Passage to read:
(begin)

# 2011 Nissan Roge S - 67k miles Oil Pump Exploded



## shanandjoel (May 22, 2017)

I have a 2011 Nissan rogue s that we just paid off. It has 67,000 miles on it (7k miles past the warranty). I have changed the oil every 3k miles and done all the manufacturer suggested maintenance with my local Nissan dealer. Three weeks ago I started the engine and the oil pump exploded and sent metal through my engine totaling the engine. The repair has been estimated at 9k more than the value of the vehicle. Is there anything Nissan can do for me? Can anyone help me with what my options are in this situation?


----------



## quadraria10 (Jul 6, 2010)

Well you could write Nissan USA, or try another dealer for help. You could also get a used engine from another Rogue and have it installed for something like 3K total. From what you describe someone has given you a 15,000 repair estimate. My condolences but you really need to get a second, and maybe even a third, opinion.


----------



## datechboss101 (Mar 24, 2017)

(end)

Challenges:
1) In the Nissan Rogue oil pump thread, copy the text word for word from "Well you could" to "a third, opinion.".
2) Translate this sentence from the Nissan Rogue oil pump thread into Spanish: "I have changed the oil every 3k miles and done all the manufacturer suggested maintenance with my local Nissan dealer."
3) Write the next part of the Nissan Rogue oil pump thread, picking up right after its last line.
The items are separate material with no connection to the Nissan Rogue oil pump thread.

Dataset rows showing where objects appear:
(begin)

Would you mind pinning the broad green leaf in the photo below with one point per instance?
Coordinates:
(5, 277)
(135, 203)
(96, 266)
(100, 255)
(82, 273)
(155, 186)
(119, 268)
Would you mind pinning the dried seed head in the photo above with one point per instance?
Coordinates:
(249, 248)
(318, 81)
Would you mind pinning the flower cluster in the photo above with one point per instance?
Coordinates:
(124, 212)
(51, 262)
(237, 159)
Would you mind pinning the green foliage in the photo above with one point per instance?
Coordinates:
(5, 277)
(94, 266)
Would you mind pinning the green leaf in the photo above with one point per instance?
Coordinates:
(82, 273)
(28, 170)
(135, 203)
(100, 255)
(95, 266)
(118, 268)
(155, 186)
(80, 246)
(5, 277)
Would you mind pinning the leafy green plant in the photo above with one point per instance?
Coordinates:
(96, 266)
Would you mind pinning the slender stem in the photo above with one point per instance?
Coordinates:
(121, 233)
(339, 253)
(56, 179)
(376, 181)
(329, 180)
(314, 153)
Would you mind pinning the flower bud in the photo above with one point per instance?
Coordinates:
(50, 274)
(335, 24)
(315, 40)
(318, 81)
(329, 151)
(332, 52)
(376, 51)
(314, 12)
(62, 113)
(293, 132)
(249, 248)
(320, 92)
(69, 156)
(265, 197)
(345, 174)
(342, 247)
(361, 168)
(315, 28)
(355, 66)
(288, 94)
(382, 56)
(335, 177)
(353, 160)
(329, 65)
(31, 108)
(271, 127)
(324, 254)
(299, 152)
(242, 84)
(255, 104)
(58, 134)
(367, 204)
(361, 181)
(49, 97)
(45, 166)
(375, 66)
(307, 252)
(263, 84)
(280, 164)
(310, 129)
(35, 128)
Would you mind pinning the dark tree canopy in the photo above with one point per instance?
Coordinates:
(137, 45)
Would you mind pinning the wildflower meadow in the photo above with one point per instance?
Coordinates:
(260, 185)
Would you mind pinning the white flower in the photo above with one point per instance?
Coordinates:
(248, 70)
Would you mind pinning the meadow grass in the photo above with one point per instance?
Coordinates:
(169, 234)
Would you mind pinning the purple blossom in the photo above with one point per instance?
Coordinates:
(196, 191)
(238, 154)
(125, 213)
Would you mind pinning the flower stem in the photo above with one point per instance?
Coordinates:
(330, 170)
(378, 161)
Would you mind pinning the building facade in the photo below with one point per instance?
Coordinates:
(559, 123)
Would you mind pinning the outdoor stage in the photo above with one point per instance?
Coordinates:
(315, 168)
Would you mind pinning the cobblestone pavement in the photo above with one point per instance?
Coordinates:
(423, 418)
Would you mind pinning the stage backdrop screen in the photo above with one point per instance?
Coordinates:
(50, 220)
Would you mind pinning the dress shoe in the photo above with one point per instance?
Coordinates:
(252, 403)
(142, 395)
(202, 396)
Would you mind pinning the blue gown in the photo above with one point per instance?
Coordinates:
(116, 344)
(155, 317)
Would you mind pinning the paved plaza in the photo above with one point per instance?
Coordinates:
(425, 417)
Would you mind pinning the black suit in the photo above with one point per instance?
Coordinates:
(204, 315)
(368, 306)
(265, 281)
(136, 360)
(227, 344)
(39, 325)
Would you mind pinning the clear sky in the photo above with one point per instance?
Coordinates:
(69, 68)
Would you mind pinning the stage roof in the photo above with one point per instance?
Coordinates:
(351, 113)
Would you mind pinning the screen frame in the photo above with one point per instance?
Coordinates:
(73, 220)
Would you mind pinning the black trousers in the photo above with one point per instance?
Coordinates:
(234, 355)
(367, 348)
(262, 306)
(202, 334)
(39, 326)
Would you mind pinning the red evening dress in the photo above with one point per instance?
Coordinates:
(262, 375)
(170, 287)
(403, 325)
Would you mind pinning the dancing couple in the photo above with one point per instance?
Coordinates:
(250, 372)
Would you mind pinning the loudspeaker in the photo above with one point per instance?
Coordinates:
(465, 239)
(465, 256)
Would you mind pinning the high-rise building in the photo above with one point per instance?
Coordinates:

(end)

Results of the exercise:
1)
Well you could write Nissan USA, or try another dealer for help. You could also get a used engine from another Rogue and have it installed for something like 3K total. From what you describe someone has given you a 15,000 repair estimate. My condolences but you really need to get a second, and maybe even a third, opinion.

2) He cambiado el aceite cada 3 mil millas y he hecho todo el mantenimiento recomendado por el fabricante con mi concesionario local de Nissan.

3)
I would ask multiple reputable shops for a quote, as you will understand my reasoning why in the latter part of this post. If you are looking for a rebuilt engine or a used working engine, I'd recommend to look for a JDM engine or possibly looking at the 2nd Gen Rogue engine, since the powerplant is basically the same for both generations. Coming from Honda, this is unheard of for a car that has 67k miles on it, unless this is common for newer Nissans. Another possible suggestion would be getting a new car and sell this one as a parts car to the junkyard or something, as this would empty your wallet and your bank balance (depending on your financial standpoint). Also, do not go to the stealership for these things. The Nissan dealer asked for $700 for a 30k miles maintenance, which all mine needed an oil and filter change, since the battery cost me $1 from the dollar tree and the CVT didn't need to be changed. Also, my Honda dealer gave me 2 irrelevant quotes, first one is $790 but then they changed it up and gave a final quote for $1130. 

Also, there wouldn't be a highly possible chance for Nissan to do something about it, but if they do, it's a slim chance and you gotta be super lucky for that too.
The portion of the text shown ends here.